**REQUIRED TASK:** Copy every item below word for word, and leave the pictures out of your copy.

**ITEMS:**

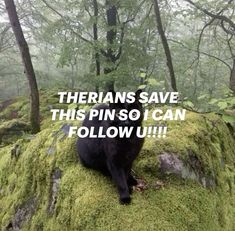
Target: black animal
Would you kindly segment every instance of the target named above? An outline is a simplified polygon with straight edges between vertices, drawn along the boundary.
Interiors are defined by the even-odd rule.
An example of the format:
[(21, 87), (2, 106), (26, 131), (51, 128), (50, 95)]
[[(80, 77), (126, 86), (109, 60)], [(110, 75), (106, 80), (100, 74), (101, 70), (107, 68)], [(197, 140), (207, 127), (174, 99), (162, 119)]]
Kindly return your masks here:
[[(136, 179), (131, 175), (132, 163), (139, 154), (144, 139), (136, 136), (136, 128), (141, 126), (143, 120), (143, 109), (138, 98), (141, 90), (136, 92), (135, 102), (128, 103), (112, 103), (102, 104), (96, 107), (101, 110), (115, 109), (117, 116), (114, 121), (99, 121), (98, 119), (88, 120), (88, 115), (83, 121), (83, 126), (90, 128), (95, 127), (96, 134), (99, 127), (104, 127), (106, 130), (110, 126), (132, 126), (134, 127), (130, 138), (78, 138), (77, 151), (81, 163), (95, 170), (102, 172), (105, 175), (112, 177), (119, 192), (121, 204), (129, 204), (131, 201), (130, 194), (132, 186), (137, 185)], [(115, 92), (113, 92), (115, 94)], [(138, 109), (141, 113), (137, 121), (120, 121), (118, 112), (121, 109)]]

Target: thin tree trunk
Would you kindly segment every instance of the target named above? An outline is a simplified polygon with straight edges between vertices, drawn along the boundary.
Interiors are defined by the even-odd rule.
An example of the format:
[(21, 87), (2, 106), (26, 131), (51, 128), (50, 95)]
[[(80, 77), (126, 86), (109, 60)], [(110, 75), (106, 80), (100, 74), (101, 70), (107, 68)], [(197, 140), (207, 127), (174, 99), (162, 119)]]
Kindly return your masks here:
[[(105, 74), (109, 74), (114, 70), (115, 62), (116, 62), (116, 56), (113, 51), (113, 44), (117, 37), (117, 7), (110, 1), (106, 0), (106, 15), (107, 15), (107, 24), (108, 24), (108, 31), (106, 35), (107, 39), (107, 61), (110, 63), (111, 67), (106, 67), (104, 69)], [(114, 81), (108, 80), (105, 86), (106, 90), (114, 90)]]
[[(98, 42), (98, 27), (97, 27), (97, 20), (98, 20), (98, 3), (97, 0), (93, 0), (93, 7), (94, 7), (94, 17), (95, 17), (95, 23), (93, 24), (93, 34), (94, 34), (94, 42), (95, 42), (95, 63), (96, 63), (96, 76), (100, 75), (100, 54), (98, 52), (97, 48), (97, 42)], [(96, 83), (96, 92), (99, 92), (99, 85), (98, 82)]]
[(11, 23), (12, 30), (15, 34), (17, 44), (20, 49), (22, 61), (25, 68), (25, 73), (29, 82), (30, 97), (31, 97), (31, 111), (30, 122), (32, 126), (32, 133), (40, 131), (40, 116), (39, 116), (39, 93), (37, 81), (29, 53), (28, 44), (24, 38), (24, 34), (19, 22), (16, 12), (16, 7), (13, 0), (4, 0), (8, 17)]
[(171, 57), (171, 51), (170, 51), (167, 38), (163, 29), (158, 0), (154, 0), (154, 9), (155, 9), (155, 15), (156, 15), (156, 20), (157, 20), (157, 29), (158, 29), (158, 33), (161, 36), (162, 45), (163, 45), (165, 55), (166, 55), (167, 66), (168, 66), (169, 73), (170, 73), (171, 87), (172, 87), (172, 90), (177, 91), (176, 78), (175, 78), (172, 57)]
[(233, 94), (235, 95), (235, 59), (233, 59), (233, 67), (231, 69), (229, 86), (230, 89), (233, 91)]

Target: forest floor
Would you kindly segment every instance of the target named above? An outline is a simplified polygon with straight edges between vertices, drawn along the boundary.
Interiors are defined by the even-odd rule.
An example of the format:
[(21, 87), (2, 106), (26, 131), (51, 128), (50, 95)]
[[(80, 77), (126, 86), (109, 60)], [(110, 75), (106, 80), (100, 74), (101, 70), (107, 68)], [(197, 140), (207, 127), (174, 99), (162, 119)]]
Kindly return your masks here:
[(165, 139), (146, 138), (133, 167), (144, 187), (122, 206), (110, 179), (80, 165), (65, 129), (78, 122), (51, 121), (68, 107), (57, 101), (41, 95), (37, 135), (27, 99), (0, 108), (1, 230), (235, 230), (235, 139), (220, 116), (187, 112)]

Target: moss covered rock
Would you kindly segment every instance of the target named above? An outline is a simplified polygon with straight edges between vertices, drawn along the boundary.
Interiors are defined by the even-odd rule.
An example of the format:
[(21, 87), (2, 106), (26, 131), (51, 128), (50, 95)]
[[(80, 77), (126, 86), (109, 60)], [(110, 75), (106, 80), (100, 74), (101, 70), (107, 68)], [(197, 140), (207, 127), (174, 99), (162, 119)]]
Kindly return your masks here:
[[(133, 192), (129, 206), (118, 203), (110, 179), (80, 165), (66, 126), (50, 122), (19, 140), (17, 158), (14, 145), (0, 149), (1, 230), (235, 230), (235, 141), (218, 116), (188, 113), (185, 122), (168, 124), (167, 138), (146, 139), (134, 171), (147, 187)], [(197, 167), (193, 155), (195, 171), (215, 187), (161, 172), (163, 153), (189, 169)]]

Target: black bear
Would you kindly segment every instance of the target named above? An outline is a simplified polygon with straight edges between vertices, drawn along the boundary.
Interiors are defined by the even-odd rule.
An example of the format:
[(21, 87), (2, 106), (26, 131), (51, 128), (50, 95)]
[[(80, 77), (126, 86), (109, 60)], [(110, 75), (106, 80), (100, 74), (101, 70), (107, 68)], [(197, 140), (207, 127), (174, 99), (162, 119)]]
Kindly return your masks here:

**PROBLEM SOLUTION:**
Target: black animal
Would you kindly segment every instance of the target named above? An outline is a simplified polygon with straight edges between vertices, drawn along the boundary.
Interiors are defined by the even-odd rule.
An example of the format:
[(21, 87), (2, 106), (26, 131), (51, 128), (50, 95)]
[[(80, 77), (126, 86), (109, 60)], [(110, 75), (106, 80), (100, 74), (101, 70), (107, 68)], [(197, 140), (207, 127), (174, 99), (162, 119)]]
Kindly return your masks here:
[[(136, 179), (131, 175), (132, 163), (139, 154), (144, 139), (136, 136), (136, 128), (141, 126), (143, 120), (143, 109), (138, 98), (141, 90), (136, 92), (135, 102), (128, 103), (112, 103), (102, 104), (96, 107), (101, 110), (115, 109), (117, 116), (114, 121), (99, 121), (98, 119), (88, 120), (88, 115), (83, 121), (83, 126), (90, 128), (95, 127), (96, 134), (99, 127), (104, 127), (106, 130), (110, 126), (132, 126), (134, 127), (130, 138), (78, 138), (77, 151), (81, 163), (95, 170), (102, 172), (105, 175), (112, 177), (119, 192), (121, 204), (129, 204), (131, 201), (130, 194), (132, 186), (137, 185)], [(115, 92), (113, 92), (115, 94)], [(138, 109), (141, 113), (137, 121), (120, 121), (118, 112), (121, 109)]]

Target: thin tree trunk
Would you kindly segment every instance of the target named above? An outline is a simplified polygon with straight edges between vertices, drawn along the boundary.
Interiors are defined by the even-odd rule.
An example of the format:
[(21, 87), (2, 106), (26, 131), (51, 128), (50, 95)]
[[(80, 77), (126, 86), (109, 60)], [(110, 75), (106, 80), (100, 74), (101, 70), (107, 68)], [(197, 140), (207, 127), (174, 99), (162, 119)]]
Kindly return your masks here:
[[(105, 74), (109, 74), (114, 70), (115, 62), (116, 62), (116, 56), (113, 51), (113, 44), (117, 37), (117, 7), (110, 1), (106, 0), (106, 15), (107, 15), (107, 24), (108, 24), (108, 31), (106, 35), (107, 39), (107, 61), (110, 63), (111, 67), (106, 67), (104, 69)], [(114, 81), (108, 80), (105, 86), (106, 90), (114, 90)]]
[[(98, 42), (98, 27), (97, 27), (97, 20), (98, 20), (98, 3), (97, 0), (93, 0), (93, 7), (94, 7), (94, 17), (95, 17), (95, 23), (93, 24), (93, 34), (94, 34), (94, 42), (95, 42), (95, 63), (96, 63), (96, 76), (100, 75), (100, 54), (98, 52), (97, 48), (97, 42)], [(96, 83), (96, 92), (99, 92), (99, 85), (98, 82)]]
[(11, 23), (12, 30), (15, 34), (17, 44), (20, 49), (22, 61), (25, 68), (25, 73), (29, 82), (30, 97), (31, 97), (31, 111), (30, 122), (32, 126), (32, 133), (40, 131), (40, 116), (39, 116), (39, 93), (37, 81), (29, 53), (28, 44), (24, 38), (24, 34), (19, 22), (16, 12), (16, 7), (13, 0), (4, 0), (8, 17)]
[(171, 57), (171, 51), (170, 51), (167, 38), (163, 29), (158, 0), (154, 0), (154, 9), (155, 9), (155, 15), (156, 15), (156, 20), (157, 20), (157, 29), (158, 29), (158, 33), (161, 36), (162, 45), (163, 45), (165, 55), (166, 55), (167, 66), (168, 66), (169, 73), (170, 73), (171, 87), (172, 87), (172, 90), (177, 91), (176, 78), (175, 78), (172, 57)]
[(233, 94), (235, 95), (235, 59), (233, 59), (233, 67), (231, 69), (229, 86), (230, 89), (233, 91)]

Target: forest floor
Would you kindly segment every instance of the target named above? An outline is a simplified polygon with straight edges between vertices, drawn along the boundary.
Interiors are defined by the even-odd rule.
An example of the format:
[(21, 87), (2, 106), (26, 131), (51, 128), (50, 95)]
[[(80, 77), (126, 86), (109, 60)], [(110, 75), (106, 80), (100, 74), (101, 70), (107, 68)], [(197, 140), (207, 127), (174, 99), (162, 119)]]
Kindly return your masks here:
[(165, 139), (146, 138), (133, 167), (144, 187), (122, 206), (110, 179), (80, 165), (65, 129), (78, 122), (51, 121), (68, 107), (57, 101), (41, 95), (37, 135), (27, 99), (0, 108), (1, 230), (235, 230), (235, 139), (220, 116), (187, 112)]

Target: moss covered rock
Would you kindly segment every instance of the target named above? An outline is a simplified polygon with straight edges between vertices, drawn along the boundary.
Interiors are defined by the even-odd rule.
An example of the format:
[(21, 87), (2, 106), (26, 131), (51, 128), (50, 95)]
[[(80, 77), (126, 86), (109, 60)], [(110, 75), (106, 80), (100, 74), (101, 70), (107, 68)], [(197, 140), (207, 127), (174, 99), (162, 119)]]
Kindly return your masks here:
[[(133, 192), (129, 206), (118, 203), (110, 179), (80, 165), (66, 126), (50, 122), (19, 140), (17, 158), (14, 145), (0, 149), (1, 230), (235, 230), (235, 141), (218, 116), (188, 113), (185, 122), (168, 124), (167, 138), (146, 139), (134, 171), (147, 187)], [(197, 167), (193, 155), (195, 171), (215, 187), (161, 172), (163, 153), (189, 169)]]

Target: black bear
Would you kindly segment every instance of the target named above? An outline is a simplified polygon with straight edges between vertices, drawn along the boundary.
Interiors are defined by the even-odd rule.
An example of the format:
[(21, 87), (2, 106), (26, 131), (51, 128), (50, 95)]
[[(80, 77), (126, 86), (109, 60)], [(110, 75), (106, 80), (100, 74), (101, 70), (107, 68)], [(197, 140), (207, 127), (174, 99), (162, 119)]]
Kindly return your masks here:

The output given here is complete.